• _Requirement_: Your answer should be every line of the records that contains the word "distant", copied as it stands.

[Saved data entries]

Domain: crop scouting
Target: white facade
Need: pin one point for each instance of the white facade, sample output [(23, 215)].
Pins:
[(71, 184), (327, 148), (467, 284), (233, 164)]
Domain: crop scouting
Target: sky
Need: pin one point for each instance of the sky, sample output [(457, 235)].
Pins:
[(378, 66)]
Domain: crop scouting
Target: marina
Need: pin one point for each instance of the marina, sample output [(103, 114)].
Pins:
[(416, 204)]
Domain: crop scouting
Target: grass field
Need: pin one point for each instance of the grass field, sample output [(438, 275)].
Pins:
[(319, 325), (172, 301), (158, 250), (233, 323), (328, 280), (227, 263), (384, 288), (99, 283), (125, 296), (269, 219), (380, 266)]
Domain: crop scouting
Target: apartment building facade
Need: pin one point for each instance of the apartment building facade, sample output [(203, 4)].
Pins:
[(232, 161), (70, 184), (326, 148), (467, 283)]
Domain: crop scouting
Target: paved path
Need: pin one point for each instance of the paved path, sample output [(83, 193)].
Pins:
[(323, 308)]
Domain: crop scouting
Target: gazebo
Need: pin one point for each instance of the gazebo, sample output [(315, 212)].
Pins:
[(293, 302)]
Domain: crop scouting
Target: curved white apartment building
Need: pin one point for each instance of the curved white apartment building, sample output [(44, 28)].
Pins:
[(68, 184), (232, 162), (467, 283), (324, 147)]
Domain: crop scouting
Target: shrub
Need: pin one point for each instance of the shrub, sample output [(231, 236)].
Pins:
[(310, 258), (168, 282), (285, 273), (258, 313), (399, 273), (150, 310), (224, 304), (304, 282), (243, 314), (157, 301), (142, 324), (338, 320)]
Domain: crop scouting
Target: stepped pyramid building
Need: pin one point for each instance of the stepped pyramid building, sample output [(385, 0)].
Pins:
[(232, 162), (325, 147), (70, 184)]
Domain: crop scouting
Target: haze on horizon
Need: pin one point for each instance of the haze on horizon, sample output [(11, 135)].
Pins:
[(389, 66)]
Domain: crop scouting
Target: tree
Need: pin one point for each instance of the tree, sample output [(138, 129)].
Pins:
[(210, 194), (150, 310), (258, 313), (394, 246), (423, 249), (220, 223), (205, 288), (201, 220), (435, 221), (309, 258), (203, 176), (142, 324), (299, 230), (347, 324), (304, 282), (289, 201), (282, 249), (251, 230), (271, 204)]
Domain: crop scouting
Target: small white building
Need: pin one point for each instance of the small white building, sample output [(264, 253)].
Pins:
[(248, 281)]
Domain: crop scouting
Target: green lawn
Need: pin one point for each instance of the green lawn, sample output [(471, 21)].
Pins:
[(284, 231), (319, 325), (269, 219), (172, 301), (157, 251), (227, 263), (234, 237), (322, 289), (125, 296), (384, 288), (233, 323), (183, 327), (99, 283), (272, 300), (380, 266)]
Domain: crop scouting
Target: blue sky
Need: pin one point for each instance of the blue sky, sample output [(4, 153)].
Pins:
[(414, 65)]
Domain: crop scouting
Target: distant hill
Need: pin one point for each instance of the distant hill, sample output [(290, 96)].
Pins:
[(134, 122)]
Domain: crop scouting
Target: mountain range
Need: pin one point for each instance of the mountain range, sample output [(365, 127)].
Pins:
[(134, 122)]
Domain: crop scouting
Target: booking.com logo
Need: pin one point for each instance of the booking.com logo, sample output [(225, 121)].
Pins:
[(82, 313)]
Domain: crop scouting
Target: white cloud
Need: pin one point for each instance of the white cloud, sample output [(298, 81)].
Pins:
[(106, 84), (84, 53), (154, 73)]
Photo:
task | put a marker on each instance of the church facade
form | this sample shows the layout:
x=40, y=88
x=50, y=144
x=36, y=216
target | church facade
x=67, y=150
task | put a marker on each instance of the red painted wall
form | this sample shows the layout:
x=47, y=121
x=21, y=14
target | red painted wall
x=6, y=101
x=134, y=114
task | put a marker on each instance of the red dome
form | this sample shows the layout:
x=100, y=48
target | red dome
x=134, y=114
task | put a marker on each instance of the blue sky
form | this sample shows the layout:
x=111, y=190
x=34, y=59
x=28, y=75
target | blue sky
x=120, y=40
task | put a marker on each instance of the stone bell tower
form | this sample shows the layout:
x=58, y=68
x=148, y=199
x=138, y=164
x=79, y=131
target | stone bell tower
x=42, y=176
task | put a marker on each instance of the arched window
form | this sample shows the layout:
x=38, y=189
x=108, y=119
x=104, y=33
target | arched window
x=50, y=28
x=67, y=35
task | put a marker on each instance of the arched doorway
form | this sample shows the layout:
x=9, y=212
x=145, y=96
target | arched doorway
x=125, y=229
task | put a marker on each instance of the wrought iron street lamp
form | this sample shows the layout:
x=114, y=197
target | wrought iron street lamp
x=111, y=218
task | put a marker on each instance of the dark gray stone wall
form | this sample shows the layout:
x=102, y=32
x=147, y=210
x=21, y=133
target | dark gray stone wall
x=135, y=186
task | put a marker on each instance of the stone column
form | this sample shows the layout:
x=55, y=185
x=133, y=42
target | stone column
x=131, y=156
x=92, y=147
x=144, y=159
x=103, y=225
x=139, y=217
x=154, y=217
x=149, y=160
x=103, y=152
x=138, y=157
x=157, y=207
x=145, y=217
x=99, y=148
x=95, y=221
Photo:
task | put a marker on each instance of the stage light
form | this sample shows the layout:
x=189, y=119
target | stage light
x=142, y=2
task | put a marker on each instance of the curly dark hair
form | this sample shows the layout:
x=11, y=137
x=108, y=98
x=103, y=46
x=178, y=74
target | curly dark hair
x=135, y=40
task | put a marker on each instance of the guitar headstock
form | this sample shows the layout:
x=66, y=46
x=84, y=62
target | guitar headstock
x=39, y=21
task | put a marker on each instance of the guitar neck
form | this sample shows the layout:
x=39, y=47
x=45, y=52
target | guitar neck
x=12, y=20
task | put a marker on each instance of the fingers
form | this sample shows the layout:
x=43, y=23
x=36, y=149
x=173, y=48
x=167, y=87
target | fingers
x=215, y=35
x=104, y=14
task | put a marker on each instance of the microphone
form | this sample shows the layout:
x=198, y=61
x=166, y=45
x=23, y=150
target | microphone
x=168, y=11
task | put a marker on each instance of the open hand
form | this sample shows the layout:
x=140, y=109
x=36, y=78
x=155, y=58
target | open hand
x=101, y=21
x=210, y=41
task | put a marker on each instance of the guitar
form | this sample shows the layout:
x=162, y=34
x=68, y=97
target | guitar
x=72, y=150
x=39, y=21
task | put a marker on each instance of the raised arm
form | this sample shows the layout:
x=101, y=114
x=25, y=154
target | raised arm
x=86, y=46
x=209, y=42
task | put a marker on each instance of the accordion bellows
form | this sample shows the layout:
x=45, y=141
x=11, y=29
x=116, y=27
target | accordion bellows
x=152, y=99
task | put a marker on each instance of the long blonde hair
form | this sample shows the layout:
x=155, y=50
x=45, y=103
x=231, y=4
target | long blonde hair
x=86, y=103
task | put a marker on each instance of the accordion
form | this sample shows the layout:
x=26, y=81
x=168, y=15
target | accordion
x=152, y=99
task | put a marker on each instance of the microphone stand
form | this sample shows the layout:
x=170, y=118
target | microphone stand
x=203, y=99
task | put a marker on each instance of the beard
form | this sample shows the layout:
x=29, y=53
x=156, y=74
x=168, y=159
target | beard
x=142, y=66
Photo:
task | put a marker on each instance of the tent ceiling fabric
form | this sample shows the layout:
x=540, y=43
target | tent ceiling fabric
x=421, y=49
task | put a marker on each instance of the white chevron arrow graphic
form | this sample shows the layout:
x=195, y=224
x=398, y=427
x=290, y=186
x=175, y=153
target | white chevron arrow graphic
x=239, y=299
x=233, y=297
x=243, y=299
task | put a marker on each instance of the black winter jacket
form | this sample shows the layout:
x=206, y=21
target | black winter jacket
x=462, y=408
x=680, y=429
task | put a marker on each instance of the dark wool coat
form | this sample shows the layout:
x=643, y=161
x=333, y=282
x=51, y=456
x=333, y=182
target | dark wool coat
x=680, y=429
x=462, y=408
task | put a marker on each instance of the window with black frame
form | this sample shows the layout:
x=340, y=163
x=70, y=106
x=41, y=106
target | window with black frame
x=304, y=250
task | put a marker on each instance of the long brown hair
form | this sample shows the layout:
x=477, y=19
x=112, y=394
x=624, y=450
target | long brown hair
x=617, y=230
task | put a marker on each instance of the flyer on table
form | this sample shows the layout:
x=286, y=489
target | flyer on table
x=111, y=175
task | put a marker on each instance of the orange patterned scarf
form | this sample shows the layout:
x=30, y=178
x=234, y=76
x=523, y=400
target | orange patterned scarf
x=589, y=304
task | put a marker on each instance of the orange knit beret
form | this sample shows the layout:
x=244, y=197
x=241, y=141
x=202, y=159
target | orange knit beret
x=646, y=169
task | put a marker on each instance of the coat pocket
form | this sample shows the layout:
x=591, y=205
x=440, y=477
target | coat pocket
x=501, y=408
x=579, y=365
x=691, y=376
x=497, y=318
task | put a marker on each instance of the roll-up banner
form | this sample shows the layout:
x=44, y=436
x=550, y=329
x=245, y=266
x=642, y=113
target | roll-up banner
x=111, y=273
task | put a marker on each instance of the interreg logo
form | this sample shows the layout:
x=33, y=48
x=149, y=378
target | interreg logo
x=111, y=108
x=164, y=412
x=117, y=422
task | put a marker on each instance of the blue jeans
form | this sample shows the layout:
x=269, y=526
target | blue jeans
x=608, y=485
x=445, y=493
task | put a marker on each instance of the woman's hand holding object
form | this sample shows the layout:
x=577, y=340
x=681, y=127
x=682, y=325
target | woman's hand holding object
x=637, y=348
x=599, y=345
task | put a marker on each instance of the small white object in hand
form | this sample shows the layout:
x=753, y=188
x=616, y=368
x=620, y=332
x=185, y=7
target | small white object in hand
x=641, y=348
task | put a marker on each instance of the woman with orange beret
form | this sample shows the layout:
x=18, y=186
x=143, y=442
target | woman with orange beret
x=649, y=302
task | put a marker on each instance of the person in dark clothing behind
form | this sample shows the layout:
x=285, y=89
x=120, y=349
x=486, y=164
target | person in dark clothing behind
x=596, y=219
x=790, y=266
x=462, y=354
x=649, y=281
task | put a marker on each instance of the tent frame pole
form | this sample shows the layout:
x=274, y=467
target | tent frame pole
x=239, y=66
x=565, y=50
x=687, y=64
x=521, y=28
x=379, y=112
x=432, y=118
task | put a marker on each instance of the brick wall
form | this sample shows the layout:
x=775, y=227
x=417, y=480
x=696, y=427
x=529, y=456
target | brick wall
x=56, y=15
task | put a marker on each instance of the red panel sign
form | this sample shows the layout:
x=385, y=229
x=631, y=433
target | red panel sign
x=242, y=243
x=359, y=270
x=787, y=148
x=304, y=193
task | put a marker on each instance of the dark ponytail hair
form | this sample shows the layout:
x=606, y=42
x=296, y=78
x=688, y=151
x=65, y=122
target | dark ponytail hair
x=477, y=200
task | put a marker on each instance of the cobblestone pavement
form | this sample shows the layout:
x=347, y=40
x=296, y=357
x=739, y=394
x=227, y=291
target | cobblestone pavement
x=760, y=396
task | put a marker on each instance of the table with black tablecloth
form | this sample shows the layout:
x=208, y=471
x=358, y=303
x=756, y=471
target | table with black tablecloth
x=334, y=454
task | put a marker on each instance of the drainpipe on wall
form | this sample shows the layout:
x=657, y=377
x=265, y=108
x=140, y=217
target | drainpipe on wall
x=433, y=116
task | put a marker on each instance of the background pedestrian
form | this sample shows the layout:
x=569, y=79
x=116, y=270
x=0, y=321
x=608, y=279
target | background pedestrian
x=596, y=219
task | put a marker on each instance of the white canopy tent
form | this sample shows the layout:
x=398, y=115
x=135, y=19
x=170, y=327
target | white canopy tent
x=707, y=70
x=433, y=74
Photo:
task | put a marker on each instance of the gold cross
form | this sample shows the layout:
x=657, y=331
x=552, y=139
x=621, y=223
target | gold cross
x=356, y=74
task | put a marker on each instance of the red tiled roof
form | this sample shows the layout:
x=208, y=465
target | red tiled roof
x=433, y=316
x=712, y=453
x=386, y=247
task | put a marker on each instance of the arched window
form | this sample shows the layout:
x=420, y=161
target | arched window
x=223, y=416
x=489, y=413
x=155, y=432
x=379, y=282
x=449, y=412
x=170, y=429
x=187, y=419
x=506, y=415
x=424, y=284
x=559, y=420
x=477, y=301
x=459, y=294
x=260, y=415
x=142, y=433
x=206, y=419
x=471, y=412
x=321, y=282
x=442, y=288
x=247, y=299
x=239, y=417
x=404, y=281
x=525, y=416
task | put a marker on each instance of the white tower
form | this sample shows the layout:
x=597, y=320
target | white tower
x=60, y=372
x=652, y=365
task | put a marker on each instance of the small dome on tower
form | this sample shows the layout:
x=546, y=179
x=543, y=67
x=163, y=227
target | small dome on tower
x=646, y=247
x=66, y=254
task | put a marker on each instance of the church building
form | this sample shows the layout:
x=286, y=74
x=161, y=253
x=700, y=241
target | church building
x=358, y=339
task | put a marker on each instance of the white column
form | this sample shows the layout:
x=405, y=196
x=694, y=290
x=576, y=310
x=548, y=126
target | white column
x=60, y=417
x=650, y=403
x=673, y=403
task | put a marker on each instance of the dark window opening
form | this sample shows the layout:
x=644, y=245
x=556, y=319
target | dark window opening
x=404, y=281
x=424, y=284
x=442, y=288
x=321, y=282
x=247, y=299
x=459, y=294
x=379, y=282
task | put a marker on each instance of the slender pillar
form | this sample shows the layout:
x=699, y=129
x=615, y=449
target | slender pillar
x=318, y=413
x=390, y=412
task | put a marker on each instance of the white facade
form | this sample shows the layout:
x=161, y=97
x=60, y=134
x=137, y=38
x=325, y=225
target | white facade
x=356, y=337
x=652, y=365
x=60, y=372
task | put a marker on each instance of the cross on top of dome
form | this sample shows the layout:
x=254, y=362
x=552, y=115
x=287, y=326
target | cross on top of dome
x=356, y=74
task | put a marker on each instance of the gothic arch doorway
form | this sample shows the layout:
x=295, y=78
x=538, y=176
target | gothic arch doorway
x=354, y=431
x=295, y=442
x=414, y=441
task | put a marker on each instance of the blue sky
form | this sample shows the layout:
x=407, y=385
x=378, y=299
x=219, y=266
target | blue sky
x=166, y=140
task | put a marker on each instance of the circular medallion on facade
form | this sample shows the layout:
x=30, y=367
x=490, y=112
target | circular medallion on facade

• _Result of this task_:
Target: distant hill
Need: pin one point for each instance of the distant hill, sample output [(290, 96)].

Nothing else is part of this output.